Grotere kaart weergeven
Laos 2 = rode lijn
Om bij te komen van alles wat er die nacht gebeurd was reden wij vanaf het politiebureau naar de eerste beste koffiebar om een stevig bakkie te drinken met een uitgebreid ontbijt van spek met ei. Wij leefde in een soort roes, volledig uitgeput van de inspanning, slaap tekort en frustratie van het politiebureau. Wij vroegen ons af of wij het niet allemaal gedroomd hadden, maar ik begon steeds zo te trillen als ik er aan terug dacht, dat ik wist dat het wel echt had moeten zijn. Wij wilde eigenlijk niks liever dan opnieuw afstand af leggen en weg uit dit gedeelte van Laos. Wij besloten om niet gelijk het land te verlaten, maar spraken wel met elkaar af dat als het land niet aanzienlijk leuker werd binnen enkele dagen wij vervroegd weer terug naar Thailand zouden keren.

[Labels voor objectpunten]
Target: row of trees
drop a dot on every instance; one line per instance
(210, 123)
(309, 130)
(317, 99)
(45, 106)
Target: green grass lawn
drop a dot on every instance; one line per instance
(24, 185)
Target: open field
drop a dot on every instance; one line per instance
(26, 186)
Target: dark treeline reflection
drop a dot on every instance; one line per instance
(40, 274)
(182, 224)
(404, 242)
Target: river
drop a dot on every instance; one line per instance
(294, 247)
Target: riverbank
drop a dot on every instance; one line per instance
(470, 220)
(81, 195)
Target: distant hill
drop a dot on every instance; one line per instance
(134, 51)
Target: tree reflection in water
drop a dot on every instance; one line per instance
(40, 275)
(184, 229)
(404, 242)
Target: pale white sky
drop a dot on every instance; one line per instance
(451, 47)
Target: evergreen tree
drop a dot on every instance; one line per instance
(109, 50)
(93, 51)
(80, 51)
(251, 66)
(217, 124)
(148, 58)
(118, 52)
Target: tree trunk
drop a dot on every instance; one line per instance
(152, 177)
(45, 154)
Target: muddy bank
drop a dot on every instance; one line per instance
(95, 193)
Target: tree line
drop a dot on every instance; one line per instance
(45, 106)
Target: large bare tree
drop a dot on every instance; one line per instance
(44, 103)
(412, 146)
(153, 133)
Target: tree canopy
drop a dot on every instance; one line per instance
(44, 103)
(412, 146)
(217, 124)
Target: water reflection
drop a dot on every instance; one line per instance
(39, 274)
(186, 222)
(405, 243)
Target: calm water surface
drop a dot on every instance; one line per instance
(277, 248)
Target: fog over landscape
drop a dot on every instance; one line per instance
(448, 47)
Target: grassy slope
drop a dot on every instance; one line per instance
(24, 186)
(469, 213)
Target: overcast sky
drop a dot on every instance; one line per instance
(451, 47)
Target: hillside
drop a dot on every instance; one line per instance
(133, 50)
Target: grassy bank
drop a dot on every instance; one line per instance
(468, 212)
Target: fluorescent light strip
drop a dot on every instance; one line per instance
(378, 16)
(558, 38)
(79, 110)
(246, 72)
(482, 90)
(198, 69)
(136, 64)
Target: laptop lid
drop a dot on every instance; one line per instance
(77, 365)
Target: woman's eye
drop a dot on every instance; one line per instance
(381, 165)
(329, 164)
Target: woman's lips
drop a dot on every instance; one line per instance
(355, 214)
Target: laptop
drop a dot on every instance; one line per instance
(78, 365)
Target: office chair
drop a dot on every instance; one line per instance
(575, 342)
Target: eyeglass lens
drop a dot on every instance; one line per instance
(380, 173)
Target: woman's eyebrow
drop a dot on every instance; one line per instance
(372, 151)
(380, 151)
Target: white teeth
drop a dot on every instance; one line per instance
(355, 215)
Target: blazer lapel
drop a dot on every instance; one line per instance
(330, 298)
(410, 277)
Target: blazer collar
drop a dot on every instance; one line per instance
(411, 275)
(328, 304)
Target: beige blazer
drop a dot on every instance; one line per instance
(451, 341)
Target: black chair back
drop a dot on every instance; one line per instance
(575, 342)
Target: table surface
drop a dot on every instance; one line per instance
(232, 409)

### Opdrachteisen
Zet het reisverslag over Laos voort, te beginnen na de laatste zin. De records zijn hier niet nodig.

### Verwachte uitvoer
Thakhek:
Met een volle maag en weer wakker van de koffie vervolgde wij onze route richting het noorden. Deze keer gewoon over de gangbare snelweg en niet binnendoor. Wij zochten een fijne plek om even een dag te blijven zodat wij wat bij konden komen en wisten dat dat alleen ver van Pakxe vandaan zou kunnen. Wij reden dus door naar Thakhek en kozen de meest populaire guesthouse in de lonely planet om te verblijven. Wij hadden behoefte aan blanken om ons heen en Laose mensen die daarmee om wisten te gaan. Wij kozen voor de Thakhek Travel Lodge (N 17° 23.837, E 104° 49.545) een perfect rustig guesthouse en het stikte er werkelijk van de backpackers. De bewaaking wilde dat wij dichtbij zijn hutje kwamen staan zodat hij ons goed in de gaten kon houden en daar waren wij maar al te blij mee. Wij wide ons ei kwijt en vertelde aan de staff van de lodge wat ons nog geen 24 uur geleden was overkomen, maar ze wilde er niks van weten. Het was alsof wij hún beledigde door wat wíj hadden meegemaakt! Ze werden er ongemakkelijk van. Dit herkende wij nog uit India. Als wij daar iemand uit Kashmir vertelde wat ons in Srinigar was overkomen, praten ze er ook altijd overheen alsof je compleet iets anders hebt gezegd. Ze voelen zich aangesproken en worden er zenuwachtig van. De backpackers wilde wij niet laten schrikken, dus ook daar konden wij ons verhaal niet kwijt. Dan maar Nederland bellen. Een hele opluchting voor mij toen ik eindlijk het verhaal aan mijn moeder had gedaan. Nu was het echt en voelde het ook zo. Misschien echter niet het slimste om te doen aangezien ze volgens mij gelijk dacht: 'Zo, kom dan nu maar naar huis!' Maar dat zei ze gelukkig niet. Wel had ze willen horen dat wij de volgende dag het land zouden verlaten, maar dat hebben niet gedaan.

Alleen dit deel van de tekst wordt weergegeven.